## Problem details
Your output should be the entries below, exact in every detail.

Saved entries
**********
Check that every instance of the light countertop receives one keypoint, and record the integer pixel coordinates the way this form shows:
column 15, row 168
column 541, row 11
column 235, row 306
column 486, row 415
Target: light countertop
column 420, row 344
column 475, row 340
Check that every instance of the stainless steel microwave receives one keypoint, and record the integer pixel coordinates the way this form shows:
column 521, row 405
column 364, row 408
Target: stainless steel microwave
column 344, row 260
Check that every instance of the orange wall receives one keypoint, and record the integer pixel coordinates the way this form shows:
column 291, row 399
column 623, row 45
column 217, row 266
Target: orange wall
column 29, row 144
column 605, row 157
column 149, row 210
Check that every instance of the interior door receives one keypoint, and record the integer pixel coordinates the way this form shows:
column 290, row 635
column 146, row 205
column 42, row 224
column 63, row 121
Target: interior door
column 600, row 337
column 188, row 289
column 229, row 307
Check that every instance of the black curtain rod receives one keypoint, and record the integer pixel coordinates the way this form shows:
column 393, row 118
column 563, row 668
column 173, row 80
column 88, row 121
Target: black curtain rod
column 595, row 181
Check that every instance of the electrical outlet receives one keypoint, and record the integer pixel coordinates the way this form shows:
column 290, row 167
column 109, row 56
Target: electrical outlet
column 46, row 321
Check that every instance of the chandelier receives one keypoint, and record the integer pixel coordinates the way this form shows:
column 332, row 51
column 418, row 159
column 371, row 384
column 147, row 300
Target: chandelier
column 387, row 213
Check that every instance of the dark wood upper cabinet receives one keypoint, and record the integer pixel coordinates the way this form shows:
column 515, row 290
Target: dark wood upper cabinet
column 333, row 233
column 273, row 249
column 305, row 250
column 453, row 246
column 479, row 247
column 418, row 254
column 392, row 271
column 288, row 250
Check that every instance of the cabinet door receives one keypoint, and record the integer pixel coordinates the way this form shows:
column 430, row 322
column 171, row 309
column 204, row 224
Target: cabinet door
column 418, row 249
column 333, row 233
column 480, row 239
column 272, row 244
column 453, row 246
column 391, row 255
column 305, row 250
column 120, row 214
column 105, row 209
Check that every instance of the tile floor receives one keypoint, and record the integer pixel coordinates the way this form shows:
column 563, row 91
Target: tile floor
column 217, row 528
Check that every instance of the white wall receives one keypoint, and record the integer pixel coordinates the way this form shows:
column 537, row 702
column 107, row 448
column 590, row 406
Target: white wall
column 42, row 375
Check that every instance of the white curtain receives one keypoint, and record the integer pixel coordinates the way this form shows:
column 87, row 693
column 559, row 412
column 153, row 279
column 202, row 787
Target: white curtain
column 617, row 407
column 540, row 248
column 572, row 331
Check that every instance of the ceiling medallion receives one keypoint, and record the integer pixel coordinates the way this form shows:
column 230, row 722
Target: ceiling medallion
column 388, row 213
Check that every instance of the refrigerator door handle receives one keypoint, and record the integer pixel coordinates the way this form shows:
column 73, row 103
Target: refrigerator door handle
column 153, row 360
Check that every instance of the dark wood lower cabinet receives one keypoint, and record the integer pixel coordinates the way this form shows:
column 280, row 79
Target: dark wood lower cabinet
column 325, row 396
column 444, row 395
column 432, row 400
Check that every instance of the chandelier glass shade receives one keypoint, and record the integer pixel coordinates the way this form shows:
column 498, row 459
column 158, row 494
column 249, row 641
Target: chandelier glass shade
**********
## Response to the task
Check that every instance of the light countertop receives one keypoint, and record the integer pixel coordinates the way this form shows:
column 15, row 168
column 541, row 11
column 235, row 306
column 486, row 415
Target: light countertop
column 420, row 344
column 475, row 340
Check that every instance of the stainless steel microwave receives one keypoint, and record the integer pixel coordinates the way this form shows:
column 521, row 405
column 364, row 408
Target: stainless steel microwave
column 344, row 260
Check that every instance of the orange wall receives one keypoint, and record the integer pixel coordinates the way this form shows:
column 291, row 399
column 623, row 45
column 217, row 266
Target: orange wall
column 29, row 144
column 605, row 157
column 149, row 210
Check that every instance of the interior door receives one keypoint, and record the integer pixel coordinates the way this form shows:
column 290, row 635
column 146, row 205
column 42, row 224
column 63, row 121
Target: interior door
column 600, row 337
column 188, row 289
column 229, row 307
Check that every instance of the black curtain rod receives one keypoint, and record the integer pixel coordinates the way this form shows:
column 393, row 118
column 563, row 668
column 173, row 80
column 88, row 121
Target: black curtain rod
column 595, row 181
Check that every instance of the electrical outlet receives one keypoint, and record the integer pixel coordinates the way this form shows:
column 290, row 167
column 109, row 56
Target: electrical outlet
column 46, row 321
Check that every instance of the chandelier receives one keypoint, and record the integer pixel coordinates the way this form shows:
column 332, row 51
column 418, row 159
column 371, row 384
column 147, row 300
Target: chandelier
column 387, row 213
Check that every instance of the dark wood upper cabinet receives one keypoint, and record the integer pixel coordinates the way this form shows:
column 515, row 290
Target: dark wood upper cabinet
column 333, row 233
column 273, row 249
column 305, row 250
column 453, row 246
column 479, row 247
column 418, row 254
column 392, row 271
column 288, row 250
Check that every instance of the cabinet door receives one keypoint, and record the integer pixel coordinates the way this form shows:
column 430, row 322
column 171, row 309
column 204, row 224
Target: cabinet door
column 418, row 249
column 333, row 233
column 480, row 239
column 272, row 244
column 453, row 246
column 391, row 255
column 305, row 250
column 120, row 214
column 105, row 209
Check that every instance of the tile floor receives one keypoint, and record the integer pixel coordinates the way this form shows:
column 563, row 91
Target: tile floor
column 217, row 528
Check that every instance of the white wall receives one keypoint, and record the integer pixel coordinates the way this form shows:
column 537, row 702
column 107, row 448
column 590, row 406
Target: white wall
column 42, row 375
Check that every instance of the white curtain receives one keypoint, and record the integer pixel coordinates the way this form shows:
column 87, row 693
column 559, row 412
column 153, row 279
column 202, row 787
Target: white curtain
column 617, row 407
column 540, row 248
column 572, row 331
Check that every instance of the ceiling medallion receives one keypoint, and record the integer pixel coordinates the way this form shows:
column 230, row 722
Target: ceiling medallion
column 388, row 213
Check that every instance of the refrigerator door handle receives one keypoint, and record the integer pixel coordinates the way this form shows:
column 73, row 103
Target: refrigerator door handle
column 153, row 360
Check that every instance of the dark wood lower cabinet receives one keypoint, and record the integer pixel coordinates the way this form shows:
column 280, row 79
Target: dark wood lower cabinet
column 325, row 396
column 444, row 395
column 432, row 400
Check that every instance of the chandelier glass shade receives one keypoint, and record the integer pixel coordinates the way this form shows:
column 498, row 459
column 158, row 494
column 249, row 641
Target: chandelier glass shade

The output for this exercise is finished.